WHAT IS EXPECTED:
Copy each of the records below line for line, keeping every character the same.

RECORDS:
........

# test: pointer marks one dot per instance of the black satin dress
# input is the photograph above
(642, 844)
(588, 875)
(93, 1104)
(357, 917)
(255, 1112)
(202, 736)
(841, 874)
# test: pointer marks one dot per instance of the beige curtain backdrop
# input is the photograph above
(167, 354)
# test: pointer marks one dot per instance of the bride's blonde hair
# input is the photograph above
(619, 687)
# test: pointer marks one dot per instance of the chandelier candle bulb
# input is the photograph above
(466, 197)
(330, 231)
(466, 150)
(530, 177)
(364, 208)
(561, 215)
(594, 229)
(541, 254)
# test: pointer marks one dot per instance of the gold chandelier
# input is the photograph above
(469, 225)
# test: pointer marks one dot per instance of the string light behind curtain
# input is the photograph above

........

THE RESPONSE:
# test: pointer marks one dot per instance of the black satin dress
# input is the photograph above
(642, 844)
(588, 875)
(93, 1104)
(357, 917)
(255, 1112)
(202, 736)
(841, 874)
# test: pointer marks one dot per instance of the beige curtain backdrop
# input is the photograph above
(167, 354)
# test: pointer marks one dot per instance of the bride's blonde hair
# input is the photograph above
(619, 687)
# test: pointer marks one dot per instance of the chandelier candle bulb
# input is the photograph above
(466, 197)
(330, 231)
(466, 150)
(530, 177)
(364, 208)
(561, 215)
(594, 229)
(541, 254)
# test: pointer marks one dot per instance of the gold chandelier
# input is the photograph above
(469, 225)
# test: pointer marks one dot per instance of the string light behind curtain
# input is the photograph above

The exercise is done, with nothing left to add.